Enter the star scale. I’ve encountered scales from three stars to ten, sometimes with half-stars.
But not all star-systems prove equal.
Roger Ebert hated the four-star scale his paper enforced because it presented no middle ground. However, Ebert also argued that readers dislike scales with a middle ground, but I disagree. We know what it means for a movie to be “okay.” Sometimes, instead of “Should I see this movie?” readers want to know “Will I hate this movie?” A middle ground answers that question.
Next, let’s consider the IMDb. It proffers a ten-star system. That’s a lot of stars. Perhaps too many. In 2009 the median movie score hit 6.6, implying users skew toward the upper bounds, blurring the distinction between movies that are “good” from ones that are “great”.
So if a four-star scale proves too small and ten-star scale too large, what’s ideal?
I like a five-star system. Ebert liked it too.1 It offers a middle ground (3 stars) while proffering discrete rating definitions.
And what about letter grade systems? I like them. Under the covers, they translate to five-star systems. A’s equate to 5 stars, B’s to 4 stars, and so on. I employ letter grades behind the scenes because it’s how my brain works.
So why display them as stars? Well, for one, grade definitions aren’t universal. To me, a ‘C’ equates to an “okay” movie, to others it screams burn. A 3 star out of 5 display indicates a middle-of-the-road rating.
Grading systems are hard. I think a 5-star system works best, though some of my favorite reviewers eschew grades entirely, preferring you read the review. Fair enough, but I bet they rate them behind the scenes.

GIVEN REQUEST 1: In the essay on rating scales, what was the median IMDb movie score in 2009?
GIVEN REQUEST 2: Reproduce the essay on rating scales from "But not all" up to and including "answers that question.".
The records that come next are from a different source than the essay on rating scales.

DATA SECTION:
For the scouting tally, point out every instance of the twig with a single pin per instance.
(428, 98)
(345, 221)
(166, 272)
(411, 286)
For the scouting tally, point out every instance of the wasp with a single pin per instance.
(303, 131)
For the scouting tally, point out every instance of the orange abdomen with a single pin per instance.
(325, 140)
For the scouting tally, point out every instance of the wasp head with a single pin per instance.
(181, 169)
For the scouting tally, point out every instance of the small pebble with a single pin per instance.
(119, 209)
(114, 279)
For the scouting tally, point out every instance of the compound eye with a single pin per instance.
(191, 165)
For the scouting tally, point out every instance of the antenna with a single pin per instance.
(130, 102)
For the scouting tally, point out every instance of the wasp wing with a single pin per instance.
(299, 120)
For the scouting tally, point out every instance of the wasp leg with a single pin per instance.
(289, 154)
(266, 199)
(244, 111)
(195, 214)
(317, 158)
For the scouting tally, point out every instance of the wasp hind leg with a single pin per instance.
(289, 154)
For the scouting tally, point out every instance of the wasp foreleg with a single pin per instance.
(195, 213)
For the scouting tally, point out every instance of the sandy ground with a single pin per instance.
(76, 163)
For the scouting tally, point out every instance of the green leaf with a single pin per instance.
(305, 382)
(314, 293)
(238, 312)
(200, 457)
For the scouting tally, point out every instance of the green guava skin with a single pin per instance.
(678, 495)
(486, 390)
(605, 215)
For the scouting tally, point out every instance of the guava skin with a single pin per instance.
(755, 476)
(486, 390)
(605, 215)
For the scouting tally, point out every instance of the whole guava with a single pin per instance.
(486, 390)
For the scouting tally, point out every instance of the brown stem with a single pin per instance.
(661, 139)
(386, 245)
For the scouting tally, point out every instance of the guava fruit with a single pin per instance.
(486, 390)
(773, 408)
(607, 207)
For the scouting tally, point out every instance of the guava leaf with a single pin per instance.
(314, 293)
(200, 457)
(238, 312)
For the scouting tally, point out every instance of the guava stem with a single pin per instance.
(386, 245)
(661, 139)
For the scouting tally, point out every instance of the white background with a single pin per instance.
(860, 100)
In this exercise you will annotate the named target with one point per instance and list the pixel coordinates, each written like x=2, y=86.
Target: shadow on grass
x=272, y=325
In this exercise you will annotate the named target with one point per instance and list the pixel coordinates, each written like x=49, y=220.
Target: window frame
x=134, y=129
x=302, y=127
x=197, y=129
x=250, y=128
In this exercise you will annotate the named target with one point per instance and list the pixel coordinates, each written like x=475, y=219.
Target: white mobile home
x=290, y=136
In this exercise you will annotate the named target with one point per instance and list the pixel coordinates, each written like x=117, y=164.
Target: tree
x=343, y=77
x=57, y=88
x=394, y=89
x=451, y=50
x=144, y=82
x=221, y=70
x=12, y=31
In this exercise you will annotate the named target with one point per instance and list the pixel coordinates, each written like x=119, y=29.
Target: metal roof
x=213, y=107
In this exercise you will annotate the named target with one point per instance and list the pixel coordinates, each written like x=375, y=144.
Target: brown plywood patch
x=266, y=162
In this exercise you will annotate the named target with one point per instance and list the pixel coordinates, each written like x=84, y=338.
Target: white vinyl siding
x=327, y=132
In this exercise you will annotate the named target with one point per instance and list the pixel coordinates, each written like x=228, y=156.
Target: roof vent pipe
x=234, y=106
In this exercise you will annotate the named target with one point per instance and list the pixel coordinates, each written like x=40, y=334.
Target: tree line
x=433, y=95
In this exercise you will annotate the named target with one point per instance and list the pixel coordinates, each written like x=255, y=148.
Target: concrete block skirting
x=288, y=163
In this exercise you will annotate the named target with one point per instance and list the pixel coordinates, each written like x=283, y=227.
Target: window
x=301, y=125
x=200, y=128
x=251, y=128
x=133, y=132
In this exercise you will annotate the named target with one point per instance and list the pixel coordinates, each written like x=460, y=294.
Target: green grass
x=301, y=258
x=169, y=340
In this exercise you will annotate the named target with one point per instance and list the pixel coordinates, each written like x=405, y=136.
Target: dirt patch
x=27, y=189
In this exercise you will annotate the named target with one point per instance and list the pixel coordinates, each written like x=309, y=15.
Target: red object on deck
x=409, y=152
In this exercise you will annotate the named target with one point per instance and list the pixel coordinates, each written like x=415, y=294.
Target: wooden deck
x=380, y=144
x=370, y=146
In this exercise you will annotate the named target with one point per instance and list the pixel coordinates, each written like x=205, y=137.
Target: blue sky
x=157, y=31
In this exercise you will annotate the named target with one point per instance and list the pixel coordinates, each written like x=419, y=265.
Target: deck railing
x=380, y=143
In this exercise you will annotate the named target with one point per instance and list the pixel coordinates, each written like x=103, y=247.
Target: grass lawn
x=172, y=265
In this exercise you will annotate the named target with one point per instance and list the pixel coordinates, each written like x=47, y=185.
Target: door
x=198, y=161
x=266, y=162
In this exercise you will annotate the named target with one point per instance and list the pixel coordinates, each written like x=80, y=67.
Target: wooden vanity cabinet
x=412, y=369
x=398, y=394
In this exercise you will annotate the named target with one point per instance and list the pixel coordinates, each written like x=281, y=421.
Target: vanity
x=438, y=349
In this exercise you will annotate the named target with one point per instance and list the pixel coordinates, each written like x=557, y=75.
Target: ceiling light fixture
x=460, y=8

WRITTEN REPLY 1: 6.6

WRITTEN REPLY 2:
But not all star-systems prove equal.
Roger Ebert hated the four-star scale his paper enforced because it presented no middle ground. However, Ebert also argued that readers dislike scales with a middle ground, but I disagree. We know what it means for a movie to be “okay.” Sometimes, instead of “Should I see this movie?” readers want to know “Will I hate this movie?” A middle ground answers that question.